• _Request_
Rewrite the part of the data below that opens with the line containing "Target: green grass outfield" and runs through the end of the data as a JSON list of strings, one string per line, skipping blank lines and leaving out the pictures.

• _Given data_

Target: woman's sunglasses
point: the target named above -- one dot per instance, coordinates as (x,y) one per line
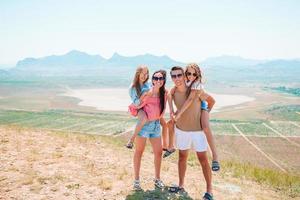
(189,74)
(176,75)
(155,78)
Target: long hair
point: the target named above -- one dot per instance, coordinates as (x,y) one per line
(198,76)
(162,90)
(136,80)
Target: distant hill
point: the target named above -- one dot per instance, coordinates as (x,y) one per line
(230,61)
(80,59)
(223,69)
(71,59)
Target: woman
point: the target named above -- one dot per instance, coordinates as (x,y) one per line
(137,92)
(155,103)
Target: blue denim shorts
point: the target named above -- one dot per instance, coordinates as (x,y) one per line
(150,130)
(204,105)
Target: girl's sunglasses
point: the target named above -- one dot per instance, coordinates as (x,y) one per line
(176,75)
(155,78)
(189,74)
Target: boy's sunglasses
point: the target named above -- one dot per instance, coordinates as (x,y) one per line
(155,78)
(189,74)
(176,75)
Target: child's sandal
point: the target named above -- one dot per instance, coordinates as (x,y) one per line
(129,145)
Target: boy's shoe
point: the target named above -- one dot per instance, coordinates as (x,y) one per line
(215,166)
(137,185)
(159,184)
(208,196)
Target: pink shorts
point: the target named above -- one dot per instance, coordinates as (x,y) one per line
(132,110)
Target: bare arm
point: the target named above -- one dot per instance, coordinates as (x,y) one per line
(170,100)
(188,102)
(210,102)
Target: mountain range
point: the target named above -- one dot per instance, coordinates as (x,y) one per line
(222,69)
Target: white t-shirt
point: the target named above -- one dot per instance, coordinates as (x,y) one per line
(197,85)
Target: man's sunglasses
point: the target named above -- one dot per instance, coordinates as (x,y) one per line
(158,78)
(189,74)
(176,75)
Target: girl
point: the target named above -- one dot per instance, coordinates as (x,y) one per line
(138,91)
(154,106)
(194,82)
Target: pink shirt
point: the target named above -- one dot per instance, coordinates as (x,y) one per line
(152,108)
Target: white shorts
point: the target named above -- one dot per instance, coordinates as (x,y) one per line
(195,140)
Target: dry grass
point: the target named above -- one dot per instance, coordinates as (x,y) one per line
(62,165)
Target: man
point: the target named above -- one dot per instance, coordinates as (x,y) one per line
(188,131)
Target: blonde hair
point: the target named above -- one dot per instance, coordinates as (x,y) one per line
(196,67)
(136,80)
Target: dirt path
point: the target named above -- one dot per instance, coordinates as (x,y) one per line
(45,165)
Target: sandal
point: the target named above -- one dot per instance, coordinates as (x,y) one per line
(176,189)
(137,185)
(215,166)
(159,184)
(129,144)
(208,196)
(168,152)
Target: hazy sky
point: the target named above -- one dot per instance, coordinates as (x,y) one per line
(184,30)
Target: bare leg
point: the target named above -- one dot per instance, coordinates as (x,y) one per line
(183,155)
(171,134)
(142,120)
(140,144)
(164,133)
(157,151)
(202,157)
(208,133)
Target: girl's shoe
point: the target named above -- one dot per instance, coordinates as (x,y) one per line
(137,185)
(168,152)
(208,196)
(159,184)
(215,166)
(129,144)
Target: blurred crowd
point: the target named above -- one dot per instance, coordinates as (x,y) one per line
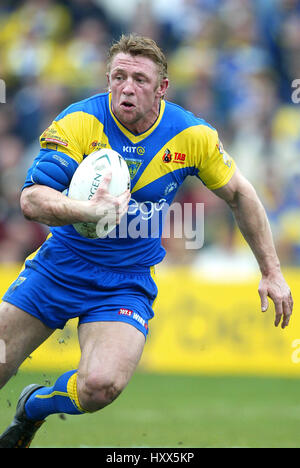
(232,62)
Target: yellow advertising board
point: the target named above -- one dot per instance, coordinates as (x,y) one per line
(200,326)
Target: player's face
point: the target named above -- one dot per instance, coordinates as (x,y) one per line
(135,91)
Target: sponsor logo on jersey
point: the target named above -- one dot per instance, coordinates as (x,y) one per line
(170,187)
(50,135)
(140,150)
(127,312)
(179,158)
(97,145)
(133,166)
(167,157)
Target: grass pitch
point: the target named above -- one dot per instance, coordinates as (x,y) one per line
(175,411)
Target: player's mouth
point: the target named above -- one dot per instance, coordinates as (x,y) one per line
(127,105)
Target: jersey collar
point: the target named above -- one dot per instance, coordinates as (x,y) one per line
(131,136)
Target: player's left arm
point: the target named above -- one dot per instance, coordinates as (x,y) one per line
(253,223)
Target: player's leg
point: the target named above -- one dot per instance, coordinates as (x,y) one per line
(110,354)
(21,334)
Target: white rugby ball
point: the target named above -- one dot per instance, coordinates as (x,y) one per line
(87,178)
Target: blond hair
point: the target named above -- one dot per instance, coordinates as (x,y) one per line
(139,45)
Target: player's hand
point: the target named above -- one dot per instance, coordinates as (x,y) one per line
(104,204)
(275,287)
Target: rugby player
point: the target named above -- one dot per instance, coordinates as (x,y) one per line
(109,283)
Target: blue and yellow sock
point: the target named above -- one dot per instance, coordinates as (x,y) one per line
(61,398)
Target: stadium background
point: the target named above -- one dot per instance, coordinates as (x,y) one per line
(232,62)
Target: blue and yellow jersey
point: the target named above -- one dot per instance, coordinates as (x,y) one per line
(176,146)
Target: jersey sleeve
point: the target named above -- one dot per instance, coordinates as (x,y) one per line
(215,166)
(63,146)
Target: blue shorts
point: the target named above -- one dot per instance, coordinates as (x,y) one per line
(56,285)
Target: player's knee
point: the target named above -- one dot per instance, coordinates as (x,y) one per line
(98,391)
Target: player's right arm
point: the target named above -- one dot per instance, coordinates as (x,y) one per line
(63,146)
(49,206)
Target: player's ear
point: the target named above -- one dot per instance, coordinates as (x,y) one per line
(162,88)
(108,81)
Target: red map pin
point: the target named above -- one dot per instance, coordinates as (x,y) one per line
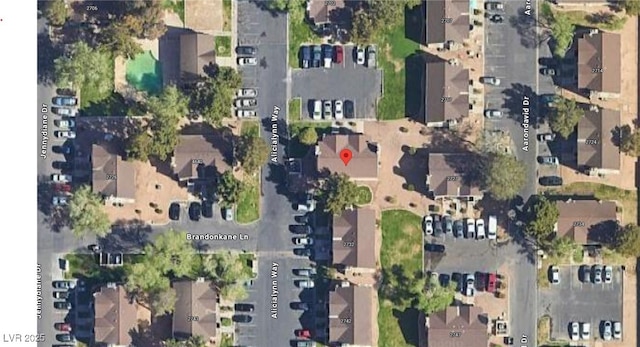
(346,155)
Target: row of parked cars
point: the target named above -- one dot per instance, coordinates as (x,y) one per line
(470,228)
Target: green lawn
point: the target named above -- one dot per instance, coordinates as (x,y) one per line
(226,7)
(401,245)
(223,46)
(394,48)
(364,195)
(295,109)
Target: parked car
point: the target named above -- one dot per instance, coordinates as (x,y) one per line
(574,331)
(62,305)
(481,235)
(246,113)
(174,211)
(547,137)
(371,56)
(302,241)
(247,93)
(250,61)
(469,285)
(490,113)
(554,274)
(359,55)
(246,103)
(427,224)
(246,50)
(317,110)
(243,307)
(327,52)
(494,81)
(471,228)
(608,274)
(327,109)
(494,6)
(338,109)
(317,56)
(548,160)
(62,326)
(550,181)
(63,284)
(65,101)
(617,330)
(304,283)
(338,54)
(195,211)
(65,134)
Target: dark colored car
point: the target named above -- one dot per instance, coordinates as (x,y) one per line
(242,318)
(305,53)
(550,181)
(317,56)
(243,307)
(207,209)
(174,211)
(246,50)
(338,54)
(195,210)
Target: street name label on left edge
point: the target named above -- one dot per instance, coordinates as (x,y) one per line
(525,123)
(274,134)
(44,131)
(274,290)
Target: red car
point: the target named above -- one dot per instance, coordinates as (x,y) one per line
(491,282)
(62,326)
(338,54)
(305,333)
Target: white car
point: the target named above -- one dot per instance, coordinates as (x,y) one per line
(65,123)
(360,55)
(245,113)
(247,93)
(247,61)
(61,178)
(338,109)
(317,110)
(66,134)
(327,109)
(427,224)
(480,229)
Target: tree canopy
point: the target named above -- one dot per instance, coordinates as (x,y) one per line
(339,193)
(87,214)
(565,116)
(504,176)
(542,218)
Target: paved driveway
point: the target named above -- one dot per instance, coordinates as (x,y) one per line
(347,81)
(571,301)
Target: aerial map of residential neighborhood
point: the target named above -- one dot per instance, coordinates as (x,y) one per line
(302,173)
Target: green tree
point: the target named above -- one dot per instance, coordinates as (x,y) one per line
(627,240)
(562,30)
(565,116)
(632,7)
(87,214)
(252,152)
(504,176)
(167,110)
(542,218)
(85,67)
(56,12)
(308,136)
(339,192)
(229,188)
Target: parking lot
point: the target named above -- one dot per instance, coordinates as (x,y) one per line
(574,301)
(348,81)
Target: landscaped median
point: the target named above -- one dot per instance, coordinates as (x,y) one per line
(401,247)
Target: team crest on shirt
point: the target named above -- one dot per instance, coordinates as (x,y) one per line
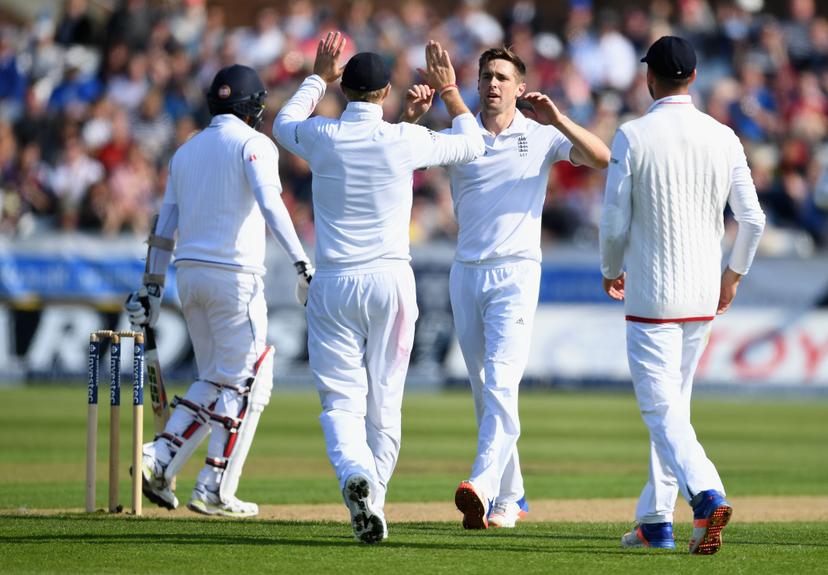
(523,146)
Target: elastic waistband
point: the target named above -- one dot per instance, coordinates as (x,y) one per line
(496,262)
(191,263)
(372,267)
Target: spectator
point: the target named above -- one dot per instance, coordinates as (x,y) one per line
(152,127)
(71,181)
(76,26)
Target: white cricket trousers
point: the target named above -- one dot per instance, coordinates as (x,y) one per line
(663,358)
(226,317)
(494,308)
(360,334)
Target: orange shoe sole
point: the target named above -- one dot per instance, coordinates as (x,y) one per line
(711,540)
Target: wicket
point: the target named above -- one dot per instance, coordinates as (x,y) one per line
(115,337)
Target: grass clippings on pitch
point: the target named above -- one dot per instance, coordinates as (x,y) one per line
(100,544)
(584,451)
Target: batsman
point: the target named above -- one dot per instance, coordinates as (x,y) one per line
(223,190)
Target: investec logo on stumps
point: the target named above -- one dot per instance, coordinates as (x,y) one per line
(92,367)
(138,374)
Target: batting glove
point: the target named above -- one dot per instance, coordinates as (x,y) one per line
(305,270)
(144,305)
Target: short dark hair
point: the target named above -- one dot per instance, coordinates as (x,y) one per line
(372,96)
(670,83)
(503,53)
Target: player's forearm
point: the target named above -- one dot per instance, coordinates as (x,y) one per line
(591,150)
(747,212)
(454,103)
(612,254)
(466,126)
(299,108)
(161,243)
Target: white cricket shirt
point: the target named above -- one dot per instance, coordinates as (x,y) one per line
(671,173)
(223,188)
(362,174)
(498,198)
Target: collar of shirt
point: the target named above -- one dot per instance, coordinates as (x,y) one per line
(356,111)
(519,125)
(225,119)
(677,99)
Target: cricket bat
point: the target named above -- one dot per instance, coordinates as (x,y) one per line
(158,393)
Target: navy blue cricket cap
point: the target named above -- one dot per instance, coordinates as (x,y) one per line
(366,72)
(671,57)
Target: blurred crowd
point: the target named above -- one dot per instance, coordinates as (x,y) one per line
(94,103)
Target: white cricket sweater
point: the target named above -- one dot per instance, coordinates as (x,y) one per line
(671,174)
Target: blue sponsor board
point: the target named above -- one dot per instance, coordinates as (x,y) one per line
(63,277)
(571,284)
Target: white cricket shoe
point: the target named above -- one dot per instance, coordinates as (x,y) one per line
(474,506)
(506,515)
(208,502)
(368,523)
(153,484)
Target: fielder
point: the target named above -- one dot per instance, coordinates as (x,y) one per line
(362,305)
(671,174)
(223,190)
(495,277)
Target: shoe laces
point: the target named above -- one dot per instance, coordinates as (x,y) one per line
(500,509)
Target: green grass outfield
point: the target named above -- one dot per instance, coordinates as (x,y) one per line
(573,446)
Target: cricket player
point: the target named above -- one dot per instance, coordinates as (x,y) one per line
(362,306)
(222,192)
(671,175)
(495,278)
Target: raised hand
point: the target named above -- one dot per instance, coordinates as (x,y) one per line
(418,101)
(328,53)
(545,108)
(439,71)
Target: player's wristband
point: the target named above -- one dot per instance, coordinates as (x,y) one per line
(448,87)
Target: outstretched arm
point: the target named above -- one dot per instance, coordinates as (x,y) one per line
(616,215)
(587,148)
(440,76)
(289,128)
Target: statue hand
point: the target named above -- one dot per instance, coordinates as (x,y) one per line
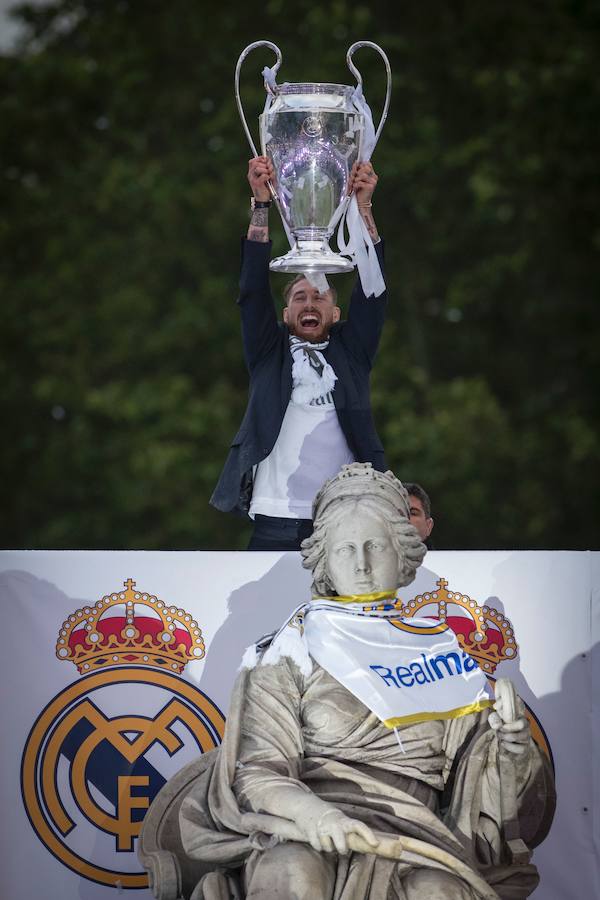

• _Solved problem_
[
  "Target: green grass outfield",
  "point: the target named above -- one dot per instance, coordinates as (x,y) one per line",
  "(573,446)",
  "Target: cricket player",
  "point: the target named above -- one dot per instance, coordinates as (x,y) one per line",
  "(362,306)",
  "(222,192)",
  "(671,175)",
  "(495,278)",
  "Target: raised hand",
  "point: the target named above -- one dot per instance, coordinates as (x,y) one per line",
  "(418,101)",
  "(328,53)",
  "(545,108)",
  "(439,71)",
  "Target: player's wristband",
  "point: the target named above -- one dot per instance, coordinates as (x,y) one per line",
  "(448,87)",
  "Target: outstretched arm",
  "point: the target named above -- one dot per instance, coordinates as (x,y) one per line",
  "(616,215)",
  "(587,148)",
  "(440,76)",
  "(289,128)",
  "Target: statue hand",
  "point: the target named above -- one dot per instance, coordinates as (x,y) one per line"
]